__Stated problem a__
Pull out every line of the records that contains the string "fence", matching case exactly.

__Extract__
RE: Still can't work out whats a "canonical decomp" vs a "compat ibility decomp"

From: Jungshik Shin (jshin@mailaps.org)
Date: Fri May 09 2003 - 08:33:11 EDT

  • Next message: Edward C. D. Hopkins: "[Unicode] Suggestion to list owner"

    On Thu, 8 May 2003, Marco Cimarosti wrote:

    > Jarkko Hietaniemi wrote:
    > > Another potential Gedankenexperiment would of course be a
    > > Cleanencoding, but I guess the WCode is already quite
    > > good an attempt in that direction (though I must admit
    > > that the WTF encoding makes me grimace a bit :-)
    >
    > Here is Markus' Wcode, for the benefit of new list members:
    >
    > http://www.mindspring.com/~markus.scherer/unicode/wcode.html

      WCode, as it stands, is not 'clean' enough to me for Korean
    script.

         * WCode contains all Unicode characters except ones with a
           decomposition of any kind. Normalization on WCode only sorts
           combining characters in canonical order. (This removes some
           13000(?) characters from the BMP. WCode is mostly Unicode NFKD.)

__Dataset extract__
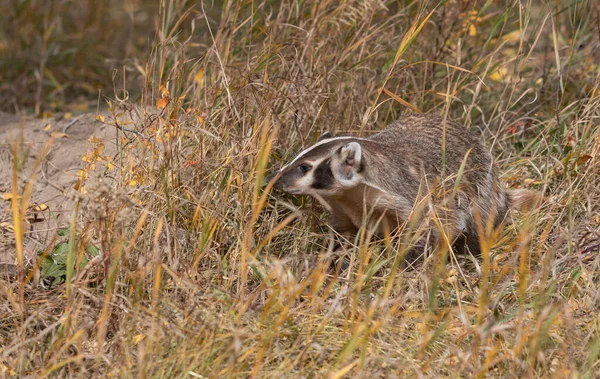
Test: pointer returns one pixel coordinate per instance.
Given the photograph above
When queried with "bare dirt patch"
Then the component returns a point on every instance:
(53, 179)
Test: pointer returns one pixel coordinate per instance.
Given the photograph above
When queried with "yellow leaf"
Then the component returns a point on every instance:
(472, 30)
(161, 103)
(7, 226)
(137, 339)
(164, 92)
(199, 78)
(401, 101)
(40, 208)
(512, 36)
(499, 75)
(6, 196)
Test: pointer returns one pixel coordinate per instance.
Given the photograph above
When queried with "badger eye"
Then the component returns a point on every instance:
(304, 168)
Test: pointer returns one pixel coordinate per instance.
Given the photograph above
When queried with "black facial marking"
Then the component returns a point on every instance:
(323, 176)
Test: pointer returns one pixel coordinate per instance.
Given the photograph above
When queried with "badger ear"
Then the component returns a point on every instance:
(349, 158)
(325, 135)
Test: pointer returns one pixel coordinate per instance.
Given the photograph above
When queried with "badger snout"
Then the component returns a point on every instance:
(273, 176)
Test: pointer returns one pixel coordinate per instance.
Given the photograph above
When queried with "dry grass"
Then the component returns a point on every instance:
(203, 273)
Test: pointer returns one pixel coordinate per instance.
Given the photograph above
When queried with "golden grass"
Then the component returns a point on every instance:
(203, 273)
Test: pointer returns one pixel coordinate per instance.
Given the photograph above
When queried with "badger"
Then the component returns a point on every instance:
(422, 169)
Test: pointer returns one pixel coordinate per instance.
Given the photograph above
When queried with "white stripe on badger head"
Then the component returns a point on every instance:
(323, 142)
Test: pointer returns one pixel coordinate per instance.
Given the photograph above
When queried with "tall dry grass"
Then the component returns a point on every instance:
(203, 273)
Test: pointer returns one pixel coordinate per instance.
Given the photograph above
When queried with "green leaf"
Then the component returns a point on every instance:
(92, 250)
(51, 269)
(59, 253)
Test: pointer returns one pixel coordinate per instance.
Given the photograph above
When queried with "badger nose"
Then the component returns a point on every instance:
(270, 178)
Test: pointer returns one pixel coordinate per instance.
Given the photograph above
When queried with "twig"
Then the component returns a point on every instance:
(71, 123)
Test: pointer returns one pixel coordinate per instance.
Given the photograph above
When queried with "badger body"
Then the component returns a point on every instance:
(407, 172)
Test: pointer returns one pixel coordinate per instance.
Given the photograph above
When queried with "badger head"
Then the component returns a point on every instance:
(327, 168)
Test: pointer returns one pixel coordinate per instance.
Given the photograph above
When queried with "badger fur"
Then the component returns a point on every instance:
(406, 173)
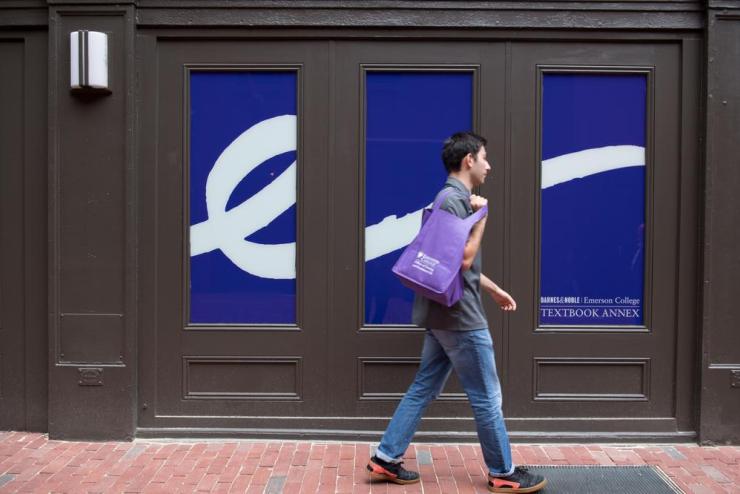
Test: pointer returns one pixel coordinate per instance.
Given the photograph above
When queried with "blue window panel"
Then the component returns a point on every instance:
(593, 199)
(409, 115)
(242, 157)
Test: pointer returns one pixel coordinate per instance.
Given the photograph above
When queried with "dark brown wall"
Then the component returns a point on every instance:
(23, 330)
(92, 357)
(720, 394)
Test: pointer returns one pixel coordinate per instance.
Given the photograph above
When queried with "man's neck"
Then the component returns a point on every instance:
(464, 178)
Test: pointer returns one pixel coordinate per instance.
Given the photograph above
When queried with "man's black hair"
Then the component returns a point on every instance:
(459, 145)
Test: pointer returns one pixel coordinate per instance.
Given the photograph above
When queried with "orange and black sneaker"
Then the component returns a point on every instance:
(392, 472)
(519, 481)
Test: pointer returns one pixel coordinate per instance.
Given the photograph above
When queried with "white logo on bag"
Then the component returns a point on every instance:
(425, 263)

* * *

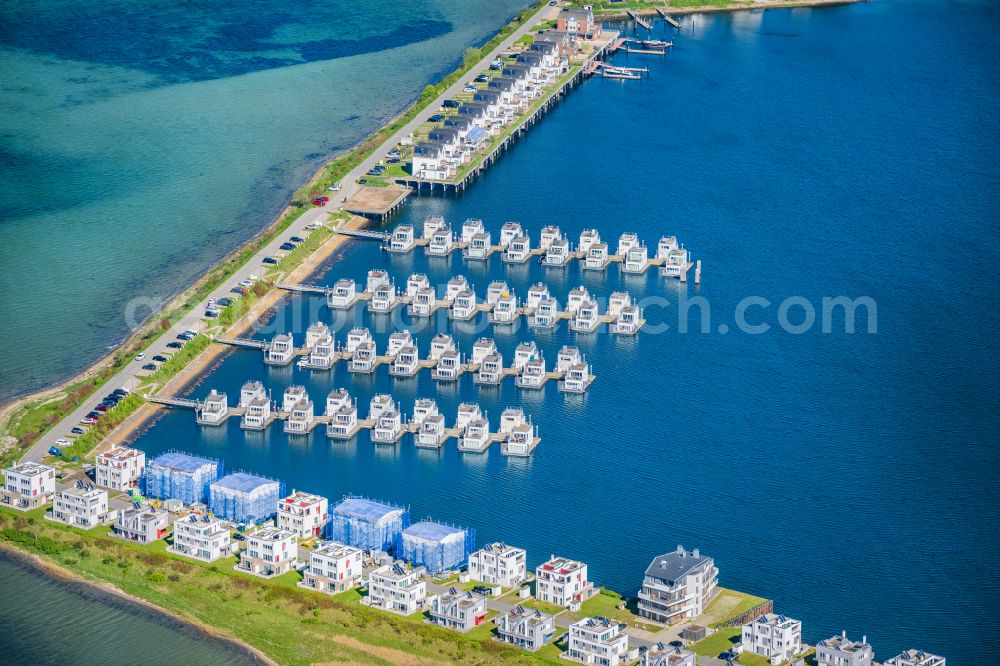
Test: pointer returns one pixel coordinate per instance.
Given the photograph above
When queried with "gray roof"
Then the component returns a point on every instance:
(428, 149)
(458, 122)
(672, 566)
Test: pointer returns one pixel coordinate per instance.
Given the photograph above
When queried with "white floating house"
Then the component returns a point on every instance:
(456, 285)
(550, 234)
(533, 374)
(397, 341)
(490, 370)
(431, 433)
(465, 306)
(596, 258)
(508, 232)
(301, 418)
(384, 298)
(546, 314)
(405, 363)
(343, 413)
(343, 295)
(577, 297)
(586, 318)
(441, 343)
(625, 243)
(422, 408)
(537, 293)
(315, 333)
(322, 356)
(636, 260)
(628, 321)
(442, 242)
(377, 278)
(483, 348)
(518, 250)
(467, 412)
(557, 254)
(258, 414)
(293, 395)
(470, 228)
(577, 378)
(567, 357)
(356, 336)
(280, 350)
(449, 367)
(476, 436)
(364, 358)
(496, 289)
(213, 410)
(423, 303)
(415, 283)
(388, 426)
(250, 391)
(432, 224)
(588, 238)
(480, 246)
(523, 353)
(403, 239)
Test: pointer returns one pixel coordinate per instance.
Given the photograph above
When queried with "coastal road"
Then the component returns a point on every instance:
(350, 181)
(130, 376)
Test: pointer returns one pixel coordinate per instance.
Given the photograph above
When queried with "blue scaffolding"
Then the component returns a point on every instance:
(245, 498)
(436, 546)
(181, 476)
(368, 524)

* * *

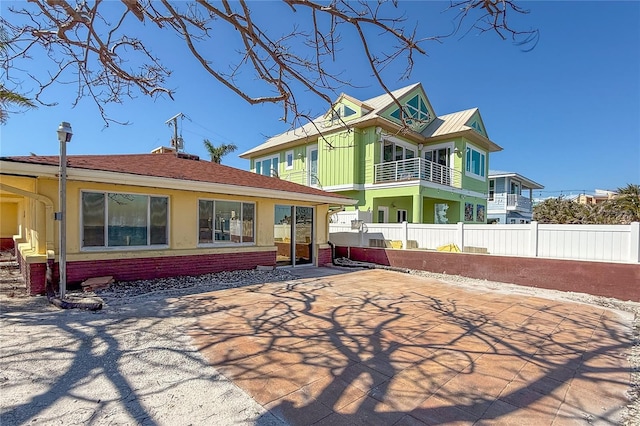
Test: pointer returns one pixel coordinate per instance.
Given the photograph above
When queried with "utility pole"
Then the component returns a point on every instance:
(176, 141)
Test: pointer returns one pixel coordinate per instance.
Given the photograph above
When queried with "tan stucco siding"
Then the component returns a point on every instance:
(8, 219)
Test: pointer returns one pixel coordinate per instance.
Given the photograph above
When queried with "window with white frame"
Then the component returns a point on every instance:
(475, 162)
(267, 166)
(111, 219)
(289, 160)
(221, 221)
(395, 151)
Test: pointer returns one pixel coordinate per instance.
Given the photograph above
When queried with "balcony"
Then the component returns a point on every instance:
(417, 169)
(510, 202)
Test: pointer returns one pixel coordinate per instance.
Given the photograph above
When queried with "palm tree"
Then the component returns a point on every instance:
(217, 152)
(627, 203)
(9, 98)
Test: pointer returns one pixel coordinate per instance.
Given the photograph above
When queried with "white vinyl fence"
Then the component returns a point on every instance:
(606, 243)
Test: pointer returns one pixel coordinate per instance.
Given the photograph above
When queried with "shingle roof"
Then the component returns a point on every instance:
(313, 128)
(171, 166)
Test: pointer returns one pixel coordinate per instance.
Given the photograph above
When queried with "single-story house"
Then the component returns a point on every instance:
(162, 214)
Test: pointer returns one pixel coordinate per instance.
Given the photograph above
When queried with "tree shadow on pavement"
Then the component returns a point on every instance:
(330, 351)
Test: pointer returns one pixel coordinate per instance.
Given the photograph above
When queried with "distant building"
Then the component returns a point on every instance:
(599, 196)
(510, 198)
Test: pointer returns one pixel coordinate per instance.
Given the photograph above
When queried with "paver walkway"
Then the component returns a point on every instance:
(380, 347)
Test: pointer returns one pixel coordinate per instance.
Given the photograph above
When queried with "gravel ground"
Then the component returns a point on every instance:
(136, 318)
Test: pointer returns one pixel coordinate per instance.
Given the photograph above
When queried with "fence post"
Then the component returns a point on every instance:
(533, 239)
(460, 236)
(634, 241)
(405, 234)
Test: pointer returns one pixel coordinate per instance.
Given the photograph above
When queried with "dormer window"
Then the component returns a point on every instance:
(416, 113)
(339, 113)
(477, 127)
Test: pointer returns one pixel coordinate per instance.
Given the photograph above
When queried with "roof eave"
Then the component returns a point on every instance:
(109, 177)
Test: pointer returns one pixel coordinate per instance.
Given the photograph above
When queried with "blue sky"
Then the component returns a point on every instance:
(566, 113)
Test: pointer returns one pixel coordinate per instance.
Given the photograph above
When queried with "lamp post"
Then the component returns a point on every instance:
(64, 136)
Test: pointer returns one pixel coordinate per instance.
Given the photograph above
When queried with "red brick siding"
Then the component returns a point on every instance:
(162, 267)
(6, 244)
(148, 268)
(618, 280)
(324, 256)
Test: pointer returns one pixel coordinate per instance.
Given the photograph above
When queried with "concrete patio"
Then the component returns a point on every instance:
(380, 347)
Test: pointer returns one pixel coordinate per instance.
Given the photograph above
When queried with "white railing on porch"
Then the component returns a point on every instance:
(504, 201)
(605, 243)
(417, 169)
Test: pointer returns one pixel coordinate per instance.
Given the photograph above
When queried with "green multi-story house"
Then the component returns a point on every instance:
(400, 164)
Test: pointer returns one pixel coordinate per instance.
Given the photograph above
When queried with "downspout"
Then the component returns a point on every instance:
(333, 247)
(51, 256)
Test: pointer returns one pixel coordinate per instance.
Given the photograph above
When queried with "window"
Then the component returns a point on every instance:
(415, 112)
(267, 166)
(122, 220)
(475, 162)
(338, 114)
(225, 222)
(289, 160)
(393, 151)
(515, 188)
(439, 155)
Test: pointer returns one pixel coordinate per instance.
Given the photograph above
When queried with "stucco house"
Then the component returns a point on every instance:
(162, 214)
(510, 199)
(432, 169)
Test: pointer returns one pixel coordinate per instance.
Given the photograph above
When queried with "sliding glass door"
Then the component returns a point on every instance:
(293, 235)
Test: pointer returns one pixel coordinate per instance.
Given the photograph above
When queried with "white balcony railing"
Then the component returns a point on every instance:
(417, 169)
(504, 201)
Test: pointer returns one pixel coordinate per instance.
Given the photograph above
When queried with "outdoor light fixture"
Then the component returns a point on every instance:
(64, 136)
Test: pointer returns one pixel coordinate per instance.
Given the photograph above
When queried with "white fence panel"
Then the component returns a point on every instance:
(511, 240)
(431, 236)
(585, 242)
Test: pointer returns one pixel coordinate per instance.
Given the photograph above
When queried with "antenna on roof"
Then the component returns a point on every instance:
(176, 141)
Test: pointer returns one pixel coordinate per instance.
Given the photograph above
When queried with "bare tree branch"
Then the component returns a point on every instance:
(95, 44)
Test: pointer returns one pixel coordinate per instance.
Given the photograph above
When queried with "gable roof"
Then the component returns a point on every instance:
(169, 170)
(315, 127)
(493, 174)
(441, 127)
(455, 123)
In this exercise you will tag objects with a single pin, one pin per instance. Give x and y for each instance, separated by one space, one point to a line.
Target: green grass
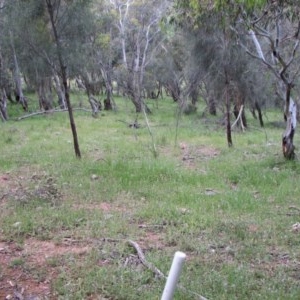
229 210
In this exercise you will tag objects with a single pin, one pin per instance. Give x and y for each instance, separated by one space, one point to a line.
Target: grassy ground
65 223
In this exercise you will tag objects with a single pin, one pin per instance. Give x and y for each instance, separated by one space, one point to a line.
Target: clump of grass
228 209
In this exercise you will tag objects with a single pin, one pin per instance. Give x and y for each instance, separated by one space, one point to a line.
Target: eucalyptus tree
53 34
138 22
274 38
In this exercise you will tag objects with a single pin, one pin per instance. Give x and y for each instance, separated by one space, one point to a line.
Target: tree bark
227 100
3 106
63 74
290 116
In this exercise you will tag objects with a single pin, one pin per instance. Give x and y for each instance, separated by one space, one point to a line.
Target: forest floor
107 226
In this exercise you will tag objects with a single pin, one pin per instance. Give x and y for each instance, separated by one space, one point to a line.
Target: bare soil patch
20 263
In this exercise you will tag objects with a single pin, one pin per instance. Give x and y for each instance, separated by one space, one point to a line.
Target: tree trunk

__Stated problem b__
According to the message about WCode, what does normalization on WCode do?

__Result a__
When queried with "white vinyl fence"
When queried with "fence post"
When queried with "white fence panel"

__Result b__
It only sorts combining characters in canonical order.